Materials provided

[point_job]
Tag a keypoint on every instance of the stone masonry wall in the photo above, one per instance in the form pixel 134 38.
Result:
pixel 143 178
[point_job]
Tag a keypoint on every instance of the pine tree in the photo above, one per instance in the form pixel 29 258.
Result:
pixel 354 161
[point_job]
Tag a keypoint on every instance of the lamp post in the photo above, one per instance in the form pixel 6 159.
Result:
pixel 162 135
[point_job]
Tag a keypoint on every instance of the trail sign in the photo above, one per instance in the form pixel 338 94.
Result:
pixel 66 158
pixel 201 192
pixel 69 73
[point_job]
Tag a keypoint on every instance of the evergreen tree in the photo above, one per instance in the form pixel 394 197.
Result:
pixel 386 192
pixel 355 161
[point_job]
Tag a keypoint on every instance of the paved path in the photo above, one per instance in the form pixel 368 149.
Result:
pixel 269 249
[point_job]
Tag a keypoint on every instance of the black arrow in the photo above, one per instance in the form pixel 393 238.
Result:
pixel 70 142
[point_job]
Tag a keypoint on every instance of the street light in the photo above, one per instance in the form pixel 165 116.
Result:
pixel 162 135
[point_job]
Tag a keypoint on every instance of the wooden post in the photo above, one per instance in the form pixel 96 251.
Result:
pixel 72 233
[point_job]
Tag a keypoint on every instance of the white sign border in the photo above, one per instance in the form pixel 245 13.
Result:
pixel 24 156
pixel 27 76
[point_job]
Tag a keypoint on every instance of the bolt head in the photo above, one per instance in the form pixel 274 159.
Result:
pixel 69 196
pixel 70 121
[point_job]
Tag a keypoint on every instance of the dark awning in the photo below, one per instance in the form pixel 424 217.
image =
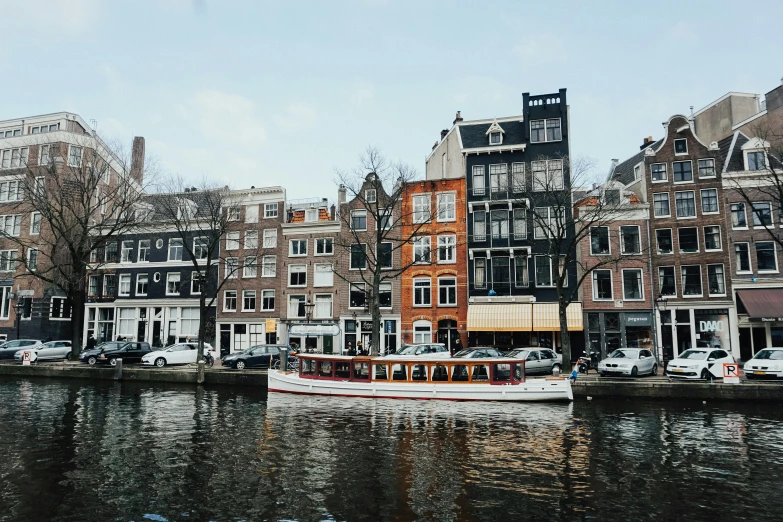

Stated exercise
Collect every line of the material above that contains the string "sign", treating uppercase and lowercase letters as different.

Written reply
Tag a keypoint on every instance of the trail sign in the photo above, one per instance in the form pixel 338 94.
Tag a keypoint on every instance of the white sign border in the photo above, one per instance in the form pixel 245 13.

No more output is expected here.